§ **EXERCISE GOAL**: The response must contain all of the entries, each one repeated exactly.

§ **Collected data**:
* * * * * * * * *

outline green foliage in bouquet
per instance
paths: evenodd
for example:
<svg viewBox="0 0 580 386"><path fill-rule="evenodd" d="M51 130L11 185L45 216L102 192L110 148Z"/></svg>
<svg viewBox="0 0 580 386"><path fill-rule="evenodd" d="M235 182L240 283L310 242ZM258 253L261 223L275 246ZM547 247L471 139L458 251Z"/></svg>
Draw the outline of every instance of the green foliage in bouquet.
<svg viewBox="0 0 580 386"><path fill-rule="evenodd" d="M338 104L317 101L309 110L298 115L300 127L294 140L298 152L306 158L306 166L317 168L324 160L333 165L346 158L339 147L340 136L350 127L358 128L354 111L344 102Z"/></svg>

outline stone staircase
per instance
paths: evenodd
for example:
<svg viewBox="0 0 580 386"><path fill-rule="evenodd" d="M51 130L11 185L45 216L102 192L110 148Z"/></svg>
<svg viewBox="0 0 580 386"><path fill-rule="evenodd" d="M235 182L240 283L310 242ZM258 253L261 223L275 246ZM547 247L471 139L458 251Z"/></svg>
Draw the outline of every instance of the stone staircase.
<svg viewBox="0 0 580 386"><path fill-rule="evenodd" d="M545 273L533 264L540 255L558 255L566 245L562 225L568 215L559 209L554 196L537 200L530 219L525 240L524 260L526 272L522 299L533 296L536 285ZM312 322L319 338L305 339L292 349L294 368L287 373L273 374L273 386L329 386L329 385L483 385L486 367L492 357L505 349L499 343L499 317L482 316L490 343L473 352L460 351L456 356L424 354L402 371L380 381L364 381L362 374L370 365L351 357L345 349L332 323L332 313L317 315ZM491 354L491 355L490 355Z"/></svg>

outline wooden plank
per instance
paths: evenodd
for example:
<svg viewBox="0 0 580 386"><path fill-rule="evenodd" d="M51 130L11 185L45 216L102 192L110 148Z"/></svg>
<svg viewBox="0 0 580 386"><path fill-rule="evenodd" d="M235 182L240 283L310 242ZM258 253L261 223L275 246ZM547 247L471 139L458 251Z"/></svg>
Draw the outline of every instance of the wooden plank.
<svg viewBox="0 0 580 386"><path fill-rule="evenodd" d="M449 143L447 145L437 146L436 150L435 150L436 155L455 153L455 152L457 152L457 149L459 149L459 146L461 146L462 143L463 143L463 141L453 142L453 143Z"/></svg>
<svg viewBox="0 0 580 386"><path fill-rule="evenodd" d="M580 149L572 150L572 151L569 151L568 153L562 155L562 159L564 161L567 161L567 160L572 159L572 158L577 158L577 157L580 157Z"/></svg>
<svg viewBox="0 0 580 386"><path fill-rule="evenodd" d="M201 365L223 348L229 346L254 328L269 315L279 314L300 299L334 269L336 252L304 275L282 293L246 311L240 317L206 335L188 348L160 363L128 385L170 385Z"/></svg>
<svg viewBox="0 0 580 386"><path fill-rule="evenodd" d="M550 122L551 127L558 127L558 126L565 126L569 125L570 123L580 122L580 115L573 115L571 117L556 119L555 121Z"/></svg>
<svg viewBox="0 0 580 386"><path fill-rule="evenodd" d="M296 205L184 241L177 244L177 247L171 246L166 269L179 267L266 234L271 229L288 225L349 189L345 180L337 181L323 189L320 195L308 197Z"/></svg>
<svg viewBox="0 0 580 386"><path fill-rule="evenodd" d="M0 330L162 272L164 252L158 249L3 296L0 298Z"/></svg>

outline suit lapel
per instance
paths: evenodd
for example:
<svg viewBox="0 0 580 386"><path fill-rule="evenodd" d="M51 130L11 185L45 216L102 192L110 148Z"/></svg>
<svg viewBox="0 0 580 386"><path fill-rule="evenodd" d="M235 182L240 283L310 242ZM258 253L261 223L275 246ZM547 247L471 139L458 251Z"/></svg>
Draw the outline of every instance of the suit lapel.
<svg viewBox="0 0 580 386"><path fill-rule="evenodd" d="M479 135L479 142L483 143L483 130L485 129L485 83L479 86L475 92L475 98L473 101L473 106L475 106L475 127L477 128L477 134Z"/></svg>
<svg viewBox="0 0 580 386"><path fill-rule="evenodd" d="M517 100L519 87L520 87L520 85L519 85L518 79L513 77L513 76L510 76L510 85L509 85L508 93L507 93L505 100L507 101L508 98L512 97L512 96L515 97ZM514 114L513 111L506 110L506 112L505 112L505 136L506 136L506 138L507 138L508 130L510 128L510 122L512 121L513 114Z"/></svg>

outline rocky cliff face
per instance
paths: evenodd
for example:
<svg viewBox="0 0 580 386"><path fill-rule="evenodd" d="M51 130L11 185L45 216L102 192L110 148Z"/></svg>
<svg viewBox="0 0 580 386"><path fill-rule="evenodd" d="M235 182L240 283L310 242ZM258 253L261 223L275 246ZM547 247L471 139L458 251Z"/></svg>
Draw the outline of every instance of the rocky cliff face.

* * * * * * * * *

§ **EXERCISE ANSWER**:
outline green foliage in bouquet
per instance
paths: evenodd
for example:
<svg viewBox="0 0 580 386"><path fill-rule="evenodd" d="M51 130L11 185L45 216L102 192L110 148Z"/></svg>
<svg viewBox="0 0 580 386"><path fill-rule="evenodd" d="M235 182L240 283L310 242ZM258 253L261 223L275 246ZM547 247L471 139L458 251Z"/></svg>
Draw the outline of every instance of the green foliage in bouquet.
<svg viewBox="0 0 580 386"><path fill-rule="evenodd" d="M338 104L317 101L309 110L298 115L300 127L294 140L298 152L306 158L306 166L317 168L324 160L333 165L346 158L339 147L340 136L350 127L358 128L354 111L344 102Z"/></svg>

outline stone staircase
per instance
paths: evenodd
for example:
<svg viewBox="0 0 580 386"><path fill-rule="evenodd" d="M51 130L11 185L45 216L102 192L110 148Z"/></svg>
<svg viewBox="0 0 580 386"><path fill-rule="evenodd" d="M235 182L240 283L310 242ZM258 253L261 223L275 246ZM547 247L471 139L458 251Z"/></svg>
Draw the outline of every instance of the stone staircase.
<svg viewBox="0 0 580 386"><path fill-rule="evenodd" d="M545 273L533 264L540 255L558 255L566 245L562 225L568 215L559 209L554 196L537 200L530 219L525 240L524 260L526 272L522 299L533 296L536 285ZM312 322L319 338L305 339L292 349L294 368L287 373L273 374L273 386L329 386L329 385L483 385L486 367L492 357L505 349L499 343L499 317L482 316L490 343L473 352L460 351L456 356L424 354L402 371L380 381L364 381L362 374L370 365L351 357L345 349L332 323L332 313L317 315ZM491 354L491 355L490 355Z"/></svg>

outline wooden plank
per instance
paths: evenodd
for example:
<svg viewBox="0 0 580 386"><path fill-rule="evenodd" d="M51 130L11 185L45 216L102 192L110 148Z"/></svg>
<svg viewBox="0 0 580 386"><path fill-rule="evenodd" d="M235 182L240 283L310 242ZM258 253L261 223L275 246ZM547 247L471 139L458 251Z"/></svg>
Draw the outline of every instance of the wooden plank.
<svg viewBox="0 0 580 386"><path fill-rule="evenodd" d="M449 143L447 145L437 146L436 150L435 150L436 155L455 153L455 152L457 152L457 149L459 149L459 146L461 146L462 143L463 143L463 141L453 142L453 143Z"/></svg>
<svg viewBox="0 0 580 386"><path fill-rule="evenodd" d="M580 149L572 150L572 151L569 151L568 153L562 155L562 159L564 161L567 161L567 160L572 159L572 158L577 158L577 157L580 157Z"/></svg>
<svg viewBox="0 0 580 386"><path fill-rule="evenodd" d="M201 365L223 348L229 346L254 328L269 315L279 314L300 299L334 269L336 252L304 275L282 293L246 311L240 317L206 335L188 348L160 363L128 385L170 385Z"/></svg>
<svg viewBox="0 0 580 386"><path fill-rule="evenodd" d="M550 122L551 127L558 127L558 126L565 126L569 125L570 123L580 122L580 115L573 115L571 117L556 119L555 121Z"/></svg>
<svg viewBox="0 0 580 386"><path fill-rule="evenodd" d="M296 205L184 241L177 244L177 247L171 246L166 269L179 267L266 234L271 229L288 225L349 189L345 180L337 181L323 189L320 195L308 197Z"/></svg>
<svg viewBox="0 0 580 386"><path fill-rule="evenodd" d="M0 330L162 272L164 252L158 249L3 296L0 298Z"/></svg>

outline suit lapel
per instance
paths: evenodd
for example:
<svg viewBox="0 0 580 386"><path fill-rule="evenodd" d="M51 130L11 185L45 216L102 192L110 148Z"/></svg>
<svg viewBox="0 0 580 386"><path fill-rule="evenodd" d="M235 182L240 283L310 242ZM258 253L261 223L275 246ZM547 247L471 139L458 251Z"/></svg>
Draw the outline of every instance of the suit lapel.
<svg viewBox="0 0 580 386"><path fill-rule="evenodd" d="M479 135L479 142L483 143L483 130L485 129L485 83L479 86L475 92L475 98L473 101L473 106L475 106L475 127L477 128L477 134Z"/></svg>
<svg viewBox="0 0 580 386"><path fill-rule="evenodd" d="M517 100L519 87L520 87L520 85L519 85L518 79L513 77L513 76L510 76L510 85L509 85L508 93L507 93L505 100L507 101L508 98L512 97L512 96L515 97ZM514 114L513 111L506 110L506 112L505 112L505 136L506 136L506 138L507 138L508 130L510 128L510 122L512 121L513 114Z"/></svg>

outline rocky cliff face
per instance
paths: evenodd
for example:
<svg viewBox="0 0 580 386"><path fill-rule="evenodd" d="M51 130L11 185L45 216L102 192L110 148Z"/></svg>
<svg viewBox="0 0 580 386"><path fill-rule="evenodd" d="M235 182L240 283L310 242ZM258 253L261 223L275 246ZM547 247L471 139L458 251Z"/></svg>
Draw the outline of every instance of the rocky cliff face.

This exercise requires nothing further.